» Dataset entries
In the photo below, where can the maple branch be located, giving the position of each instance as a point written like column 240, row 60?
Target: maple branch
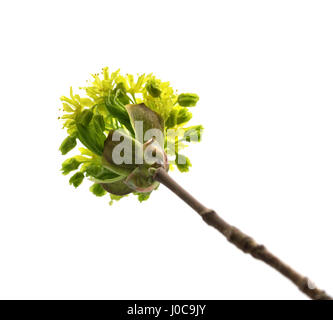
column 240, row 239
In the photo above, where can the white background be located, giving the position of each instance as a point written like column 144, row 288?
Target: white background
column 264, row 73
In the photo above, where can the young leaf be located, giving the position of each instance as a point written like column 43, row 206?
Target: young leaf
column 97, row 190
column 76, row 179
column 67, row 145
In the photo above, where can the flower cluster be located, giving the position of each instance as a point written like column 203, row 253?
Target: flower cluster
column 114, row 102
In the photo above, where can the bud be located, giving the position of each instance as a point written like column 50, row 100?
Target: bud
column 183, row 163
column 187, row 99
column 153, row 89
column 183, row 116
column 67, row 145
column 84, row 117
column 76, row 179
column 70, row 165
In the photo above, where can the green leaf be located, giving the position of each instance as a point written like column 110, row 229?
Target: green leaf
column 112, row 155
column 141, row 180
column 76, row 179
column 118, row 112
column 178, row 116
column 99, row 172
column 89, row 131
column 188, row 99
column 114, row 197
column 143, row 196
column 118, row 188
column 153, row 88
column 67, row 145
column 149, row 119
column 97, row 190
column 70, row 165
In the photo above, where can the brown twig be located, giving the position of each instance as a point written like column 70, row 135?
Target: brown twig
column 240, row 239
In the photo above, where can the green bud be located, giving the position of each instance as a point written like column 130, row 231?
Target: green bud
column 183, row 116
column 193, row 133
column 153, row 89
column 67, row 145
column 84, row 117
column 97, row 190
column 120, row 92
column 99, row 123
column 183, row 163
column 70, row 165
column 188, row 99
column 76, row 179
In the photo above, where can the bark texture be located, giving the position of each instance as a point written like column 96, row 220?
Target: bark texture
column 241, row 240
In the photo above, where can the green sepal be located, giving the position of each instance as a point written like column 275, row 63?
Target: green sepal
column 67, row 145
column 76, row 179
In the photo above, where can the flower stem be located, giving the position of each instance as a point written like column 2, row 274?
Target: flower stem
column 240, row 239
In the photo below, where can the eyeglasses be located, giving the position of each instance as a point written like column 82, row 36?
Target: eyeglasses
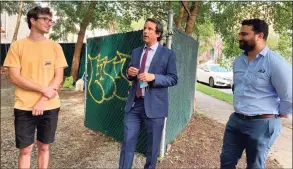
column 47, row 20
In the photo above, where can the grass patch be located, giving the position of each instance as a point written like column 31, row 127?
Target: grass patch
column 214, row 93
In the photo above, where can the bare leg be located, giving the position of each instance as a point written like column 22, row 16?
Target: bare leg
column 24, row 158
column 43, row 155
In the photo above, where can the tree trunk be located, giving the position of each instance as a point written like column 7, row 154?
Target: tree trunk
column 78, row 46
column 191, row 19
column 181, row 15
column 170, row 5
column 17, row 21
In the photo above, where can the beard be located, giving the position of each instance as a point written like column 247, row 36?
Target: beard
column 244, row 45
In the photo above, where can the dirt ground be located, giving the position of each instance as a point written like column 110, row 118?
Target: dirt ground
column 198, row 146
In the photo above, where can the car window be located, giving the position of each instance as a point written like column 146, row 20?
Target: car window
column 217, row 68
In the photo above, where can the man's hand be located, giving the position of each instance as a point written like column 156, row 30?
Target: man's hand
column 49, row 92
column 146, row 77
column 132, row 71
column 38, row 109
column 283, row 115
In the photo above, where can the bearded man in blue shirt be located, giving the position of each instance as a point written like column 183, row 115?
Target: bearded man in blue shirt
column 262, row 95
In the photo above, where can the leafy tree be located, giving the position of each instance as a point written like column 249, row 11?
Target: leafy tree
column 16, row 7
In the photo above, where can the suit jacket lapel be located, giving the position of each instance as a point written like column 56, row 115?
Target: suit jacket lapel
column 139, row 53
column 156, row 57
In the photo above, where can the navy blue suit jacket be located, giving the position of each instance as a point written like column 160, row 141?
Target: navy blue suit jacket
column 163, row 65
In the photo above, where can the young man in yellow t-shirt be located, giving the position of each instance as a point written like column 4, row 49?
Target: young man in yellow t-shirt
column 36, row 67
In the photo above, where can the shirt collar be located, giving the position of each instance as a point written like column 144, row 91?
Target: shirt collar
column 153, row 47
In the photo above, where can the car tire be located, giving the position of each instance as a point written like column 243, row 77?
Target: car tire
column 211, row 82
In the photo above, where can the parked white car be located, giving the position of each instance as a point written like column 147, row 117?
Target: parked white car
column 214, row 75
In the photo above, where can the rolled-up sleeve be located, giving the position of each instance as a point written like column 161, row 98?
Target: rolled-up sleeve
column 282, row 81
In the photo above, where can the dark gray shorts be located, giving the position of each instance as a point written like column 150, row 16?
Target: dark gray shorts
column 25, row 125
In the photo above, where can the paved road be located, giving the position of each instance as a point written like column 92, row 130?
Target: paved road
column 220, row 111
column 227, row 90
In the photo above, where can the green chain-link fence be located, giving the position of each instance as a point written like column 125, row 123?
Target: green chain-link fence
column 108, row 88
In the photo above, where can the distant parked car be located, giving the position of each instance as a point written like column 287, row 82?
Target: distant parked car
column 214, row 75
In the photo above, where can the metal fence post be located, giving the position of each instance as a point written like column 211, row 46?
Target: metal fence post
column 168, row 44
column 85, row 76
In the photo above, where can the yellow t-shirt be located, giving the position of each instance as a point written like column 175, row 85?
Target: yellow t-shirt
column 37, row 62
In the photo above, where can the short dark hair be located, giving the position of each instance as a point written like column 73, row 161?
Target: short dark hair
column 35, row 12
column 159, row 27
column 258, row 26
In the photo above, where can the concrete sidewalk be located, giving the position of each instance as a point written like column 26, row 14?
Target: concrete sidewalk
column 220, row 111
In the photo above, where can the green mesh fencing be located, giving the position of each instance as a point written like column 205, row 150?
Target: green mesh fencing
column 108, row 88
column 181, row 96
column 68, row 49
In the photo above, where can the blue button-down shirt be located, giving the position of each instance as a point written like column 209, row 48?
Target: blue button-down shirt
column 264, row 85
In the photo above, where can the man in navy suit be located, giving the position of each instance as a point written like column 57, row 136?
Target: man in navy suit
column 152, row 70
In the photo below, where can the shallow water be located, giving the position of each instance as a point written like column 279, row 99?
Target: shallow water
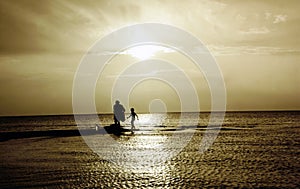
column 253, row 149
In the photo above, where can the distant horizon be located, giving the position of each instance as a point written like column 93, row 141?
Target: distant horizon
column 111, row 113
column 254, row 46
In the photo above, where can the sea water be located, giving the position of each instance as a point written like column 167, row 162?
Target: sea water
column 252, row 149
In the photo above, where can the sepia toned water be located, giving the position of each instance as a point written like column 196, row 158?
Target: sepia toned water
column 252, row 150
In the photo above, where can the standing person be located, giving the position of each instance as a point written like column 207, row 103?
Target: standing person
column 119, row 113
column 133, row 115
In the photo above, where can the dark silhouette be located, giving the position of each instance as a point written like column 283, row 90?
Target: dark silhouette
column 119, row 113
column 133, row 115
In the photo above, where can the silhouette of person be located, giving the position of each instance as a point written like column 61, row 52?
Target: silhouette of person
column 119, row 113
column 132, row 115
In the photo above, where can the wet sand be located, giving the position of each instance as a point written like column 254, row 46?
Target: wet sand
column 252, row 155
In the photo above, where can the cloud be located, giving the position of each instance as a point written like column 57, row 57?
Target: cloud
column 279, row 18
column 255, row 50
column 261, row 30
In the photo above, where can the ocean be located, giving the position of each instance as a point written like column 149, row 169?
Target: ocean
column 251, row 150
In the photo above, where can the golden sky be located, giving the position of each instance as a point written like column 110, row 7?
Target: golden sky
column 256, row 44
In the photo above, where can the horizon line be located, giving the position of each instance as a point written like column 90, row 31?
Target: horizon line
column 107, row 113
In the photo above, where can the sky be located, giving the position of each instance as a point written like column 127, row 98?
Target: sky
column 255, row 43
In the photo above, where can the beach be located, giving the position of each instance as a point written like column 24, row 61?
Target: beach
column 252, row 150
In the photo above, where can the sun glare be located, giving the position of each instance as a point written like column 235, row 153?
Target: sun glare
column 144, row 52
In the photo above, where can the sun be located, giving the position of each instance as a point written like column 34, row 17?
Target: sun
column 144, row 52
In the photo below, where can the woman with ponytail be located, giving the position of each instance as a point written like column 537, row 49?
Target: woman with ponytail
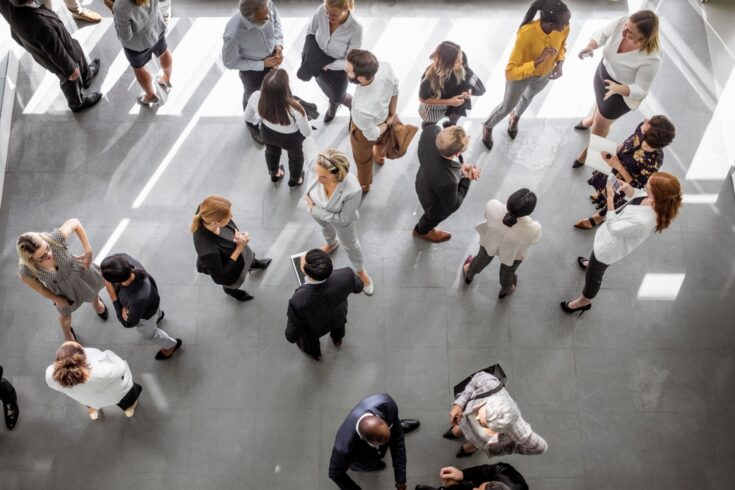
column 625, row 229
column 536, row 58
column 508, row 231
column 94, row 378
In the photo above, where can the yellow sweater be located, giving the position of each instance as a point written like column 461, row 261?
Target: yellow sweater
column 530, row 42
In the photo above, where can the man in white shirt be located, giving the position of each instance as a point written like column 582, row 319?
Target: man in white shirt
column 373, row 110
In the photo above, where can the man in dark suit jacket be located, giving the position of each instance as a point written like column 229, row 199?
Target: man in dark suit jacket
column 441, row 182
column 365, row 436
column 41, row 33
column 319, row 306
column 500, row 476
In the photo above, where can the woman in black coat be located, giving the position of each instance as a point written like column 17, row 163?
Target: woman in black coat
column 222, row 250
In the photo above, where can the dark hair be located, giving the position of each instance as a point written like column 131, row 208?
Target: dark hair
column 276, row 100
column 550, row 11
column 521, row 203
column 364, row 63
column 660, row 133
column 117, row 269
column 317, row 264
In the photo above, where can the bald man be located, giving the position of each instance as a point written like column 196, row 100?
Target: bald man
column 442, row 180
column 363, row 440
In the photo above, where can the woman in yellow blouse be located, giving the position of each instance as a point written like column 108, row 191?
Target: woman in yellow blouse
column 536, row 58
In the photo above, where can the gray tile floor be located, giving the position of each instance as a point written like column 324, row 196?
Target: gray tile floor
column 634, row 394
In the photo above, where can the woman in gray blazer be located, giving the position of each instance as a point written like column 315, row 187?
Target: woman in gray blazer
column 333, row 198
column 142, row 31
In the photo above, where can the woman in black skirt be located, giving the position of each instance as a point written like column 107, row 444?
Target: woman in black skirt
column 630, row 62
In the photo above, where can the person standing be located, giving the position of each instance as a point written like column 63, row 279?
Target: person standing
column 94, row 378
column 222, row 249
column 319, row 306
column 631, row 59
column 10, row 402
column 284, row 126
column 253, row 45
column 507, row 232
column 336, row 32
column 537, row 57
column 373, row 110
column 625, row 229
column 333, row 199
column 142, row 31
column 134, row 294
column 40, row 32
column 441, row 181
column 47, row 266
column 363, row 439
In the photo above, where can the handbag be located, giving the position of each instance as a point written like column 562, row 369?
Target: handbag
column 494, row 370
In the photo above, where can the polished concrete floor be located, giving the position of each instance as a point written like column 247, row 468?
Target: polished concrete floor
column 637, row 393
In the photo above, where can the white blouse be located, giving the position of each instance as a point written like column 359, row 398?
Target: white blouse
column 299, row 122
column 345, row 37
column 109, row 380
column 636, row 69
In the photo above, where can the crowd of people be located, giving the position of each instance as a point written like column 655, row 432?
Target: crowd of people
column 633, row 199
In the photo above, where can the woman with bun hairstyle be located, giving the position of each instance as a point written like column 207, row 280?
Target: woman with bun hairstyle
column 508, row 231
column 625, row 229
column 94, row 378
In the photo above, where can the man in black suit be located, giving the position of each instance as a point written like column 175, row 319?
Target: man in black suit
column 364, row 438
column 441, row 182
column 500, row 476
column 41, row 33
column 319, row 307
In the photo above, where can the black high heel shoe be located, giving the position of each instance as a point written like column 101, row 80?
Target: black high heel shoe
column 581, row 309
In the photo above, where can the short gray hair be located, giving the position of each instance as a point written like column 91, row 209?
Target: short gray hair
column 249, row 7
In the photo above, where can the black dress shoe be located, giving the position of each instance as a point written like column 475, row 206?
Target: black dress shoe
column 409, row 425
column 94, row 69
column 88, row 101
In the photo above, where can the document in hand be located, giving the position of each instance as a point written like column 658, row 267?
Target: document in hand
column 594, row 158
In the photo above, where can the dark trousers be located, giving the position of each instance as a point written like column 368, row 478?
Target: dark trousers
column 506, row 275
column 593, row 277
column 130, row 397
column 333, row 83
column 275, row 143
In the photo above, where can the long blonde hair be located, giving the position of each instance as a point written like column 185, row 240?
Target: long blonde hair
column 212, row 208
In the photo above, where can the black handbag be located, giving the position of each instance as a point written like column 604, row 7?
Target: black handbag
column 494, row 370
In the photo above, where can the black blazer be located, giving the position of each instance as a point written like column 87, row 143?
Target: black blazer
column 213, row 256
column 314, row 310
column 350, row 448
column 43, row 35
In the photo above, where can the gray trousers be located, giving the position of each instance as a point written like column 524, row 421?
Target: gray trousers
column 348, row 236
column 507, row 272
column 518, row 95
column 148, row 330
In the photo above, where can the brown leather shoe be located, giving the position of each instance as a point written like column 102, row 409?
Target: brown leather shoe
column 434, row 236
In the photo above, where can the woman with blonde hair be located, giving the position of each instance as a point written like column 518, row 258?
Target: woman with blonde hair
column 333, row 198
column 649, row 210
column 48, row 266
column 631, row 59
column 94, row 378
column 222, row 249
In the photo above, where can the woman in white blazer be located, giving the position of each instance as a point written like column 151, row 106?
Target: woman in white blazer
column 508, row 231
column 94, row 378
column 333, row 197
column 631, row 59
column 625, row 229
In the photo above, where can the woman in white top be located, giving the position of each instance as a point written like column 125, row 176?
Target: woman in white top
column 630, row 62
column 507, row 232
column 626, row 228
column 284, row 126
column 94, row 378
column 333, row 198
column 336, row 31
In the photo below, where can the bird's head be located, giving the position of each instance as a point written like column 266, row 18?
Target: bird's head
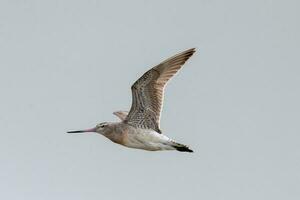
column 101, row 128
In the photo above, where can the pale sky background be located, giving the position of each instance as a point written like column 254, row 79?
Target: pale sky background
column 69, row 64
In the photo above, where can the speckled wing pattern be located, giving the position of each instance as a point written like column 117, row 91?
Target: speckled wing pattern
column 148, row 92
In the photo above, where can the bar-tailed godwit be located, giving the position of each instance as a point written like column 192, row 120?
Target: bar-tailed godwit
column 139, row 128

» Exercise brief
Among the lines of the data, some contain the word "below". How many are there? Reply with the number alone.

» Answer space
5